Quote the data below in full, minus the images.

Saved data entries
------------------------------------------------------------------------

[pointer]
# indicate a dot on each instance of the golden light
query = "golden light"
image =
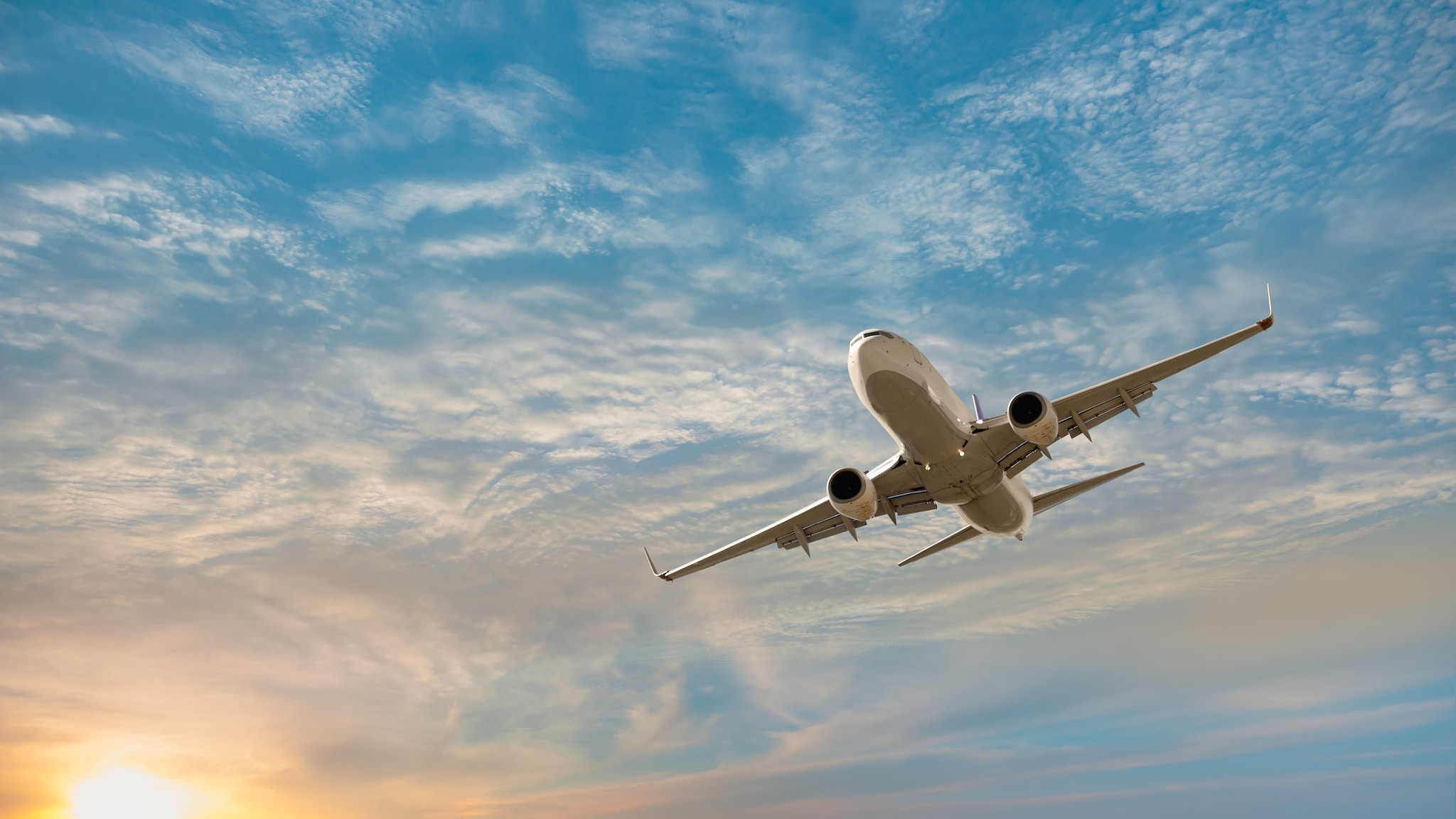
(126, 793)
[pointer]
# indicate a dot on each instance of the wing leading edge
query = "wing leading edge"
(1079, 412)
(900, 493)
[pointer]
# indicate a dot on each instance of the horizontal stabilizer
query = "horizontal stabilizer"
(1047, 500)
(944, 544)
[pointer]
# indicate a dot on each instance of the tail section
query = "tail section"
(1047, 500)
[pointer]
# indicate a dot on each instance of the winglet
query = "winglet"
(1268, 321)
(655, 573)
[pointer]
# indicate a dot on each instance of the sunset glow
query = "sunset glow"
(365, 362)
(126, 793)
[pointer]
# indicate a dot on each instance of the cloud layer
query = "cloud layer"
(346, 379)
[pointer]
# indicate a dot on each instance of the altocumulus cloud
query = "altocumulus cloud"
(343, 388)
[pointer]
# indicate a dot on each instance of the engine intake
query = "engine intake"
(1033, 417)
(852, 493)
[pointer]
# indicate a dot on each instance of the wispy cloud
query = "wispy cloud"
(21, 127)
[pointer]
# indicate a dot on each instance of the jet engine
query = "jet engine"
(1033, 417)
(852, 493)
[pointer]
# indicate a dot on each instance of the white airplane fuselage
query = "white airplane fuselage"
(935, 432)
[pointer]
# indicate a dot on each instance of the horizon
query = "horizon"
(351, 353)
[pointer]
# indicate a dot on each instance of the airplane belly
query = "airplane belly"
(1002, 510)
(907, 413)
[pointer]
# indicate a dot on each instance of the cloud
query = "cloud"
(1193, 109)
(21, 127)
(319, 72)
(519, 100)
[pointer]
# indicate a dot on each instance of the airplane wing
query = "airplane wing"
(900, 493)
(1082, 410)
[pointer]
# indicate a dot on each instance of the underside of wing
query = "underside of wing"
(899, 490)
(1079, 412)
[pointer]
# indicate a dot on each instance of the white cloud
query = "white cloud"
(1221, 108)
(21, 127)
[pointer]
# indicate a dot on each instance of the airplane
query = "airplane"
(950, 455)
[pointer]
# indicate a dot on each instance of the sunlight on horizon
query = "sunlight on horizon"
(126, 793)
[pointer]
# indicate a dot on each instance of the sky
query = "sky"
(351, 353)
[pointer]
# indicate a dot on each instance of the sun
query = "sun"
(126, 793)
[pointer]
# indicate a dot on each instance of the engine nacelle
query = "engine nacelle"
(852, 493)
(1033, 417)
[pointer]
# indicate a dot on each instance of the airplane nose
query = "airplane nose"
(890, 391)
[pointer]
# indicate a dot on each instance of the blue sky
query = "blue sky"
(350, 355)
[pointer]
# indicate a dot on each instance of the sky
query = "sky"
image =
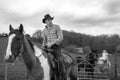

------------------------------------------------------------------------

THE OUTPUT.
[pointer]
# indicate a dot on each instance of the golden light
query = "golden light"
image =
(126, 793)
[pointer]
# indicate a dot on each instance of the wing leading edge
query = "wing leading edge"
(1079, 412)
(900, 493)
[pointer]
# indicate a dot on each instance of the horizontal stabilizer
query = "horizontal stabilizer"
(1047, 500)
(944, 544)
[pointer]
# indicate a dot on each instance of the tail section
query = "tail section"
(1047, 500)
[pointer]
# indicate a dot on each instance of the winglet
query = "winglet"
(1268, 321)
(655, 573)
[pointer]
# indicate a dot on each instance of the sunset glow
query = "sunset glow"
(365, 362)
(126, 793)
[pointer]
# indicate a dot on each instance of the cloud layer
query = "cloud layer"
(346, 379)
[pointer]
# indicate a dot on each instance of the altocumulus cloud
query = "altocumulus cloud"
(343, 388)
[pointer]
# indicate a dot on each instance of the engine intake
query = "engine intake"
(1033, 417)
(852, 493)
[pointer]
# indicate a dot on each instance of the wispy cloud
query = "wispy cloud"
(21, 127)
[pointer]
# indicate a dot on each instance of the jet engine
query = "jet engine"
(1033, 417)
(852, 493)
[pointer]
# indicate a dot on each instance of the white airplane fuselage
query = "white airplane fuselage"
(935, 432)
[pointer]
# indicate a dot on each instance of the horizon
query = "horizon"
(351, 353)
[pointer]
# indicate a dot on each instance of the airplane belly
query = "airplane belly"
(1002, 510)
(907, 413)
[pointer]
# indicate a dot on each instance of the cloud
query = "cloud"
(1193, 109)
(21, 127)
(319, 72)
(519, 100)
[pointer]
# indicate a dot on each instance of the airplane wing
query = "airplane wing"
(900, 493)
(1082, 410)
[pointer]
# indicate a dot on each instance of the underside of wing
query = "underside of wing"
(899, 490)
(1079, 412)
[pointer]
# indicate a dot on each instance of the white cloud
query = "white cloud"
(1221, 108)
(21, 127)
[pointer]
# indicate a dot on each instance of the airplane
query = "airplane"
(950, 455)
[pointer]
# indicate a dot on each instance of the sunlight on horizon
query = "sunlight on horizon"
(126, 793)
[pointer]
# indicate a dot on each instance of the sky
query = "sky"
(351, 353)
[pointer]
# indicate a dot on each instance of the sun
query = "sun"
(126, 793)
[pointer]
# indicate a dot on each instance of the engine nacelle
query = "engine nacelle"
(852, 493)
(1033, 417)
[pointer]
# indicate a dot on each instance of the airplane nose
query = "airplane nose"
(890, 391)
[pointer]
# indicate a dot on each instance of the blue sky
query = "blue sky"
(350, 355)
[pointer]
# indicate a dot on each instance of the sky
query = "sky"
image =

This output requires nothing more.